Transcribe everything in the records, dropping and changing nothing.

▶ [EXCERPTED DATA]:
------------------------------

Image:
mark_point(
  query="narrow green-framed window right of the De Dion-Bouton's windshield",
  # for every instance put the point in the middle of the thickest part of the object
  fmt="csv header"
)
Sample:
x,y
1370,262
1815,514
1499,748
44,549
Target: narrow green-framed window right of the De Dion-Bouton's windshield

------------------------------

▶ [SOLUTION FOR THIS TASK]:
Image:
mark_point(
  query="narrow green-framed window right of the De Dion-Bouton's windshield",
  # for every instance put the point in the middle of the thickest part of the object
  fmt="csv header"
)
Sample:
x,y
1370,262
1815,514
1499,748
44,549
Target: narrow green-framed window right of the De Dion-Bouton's windshield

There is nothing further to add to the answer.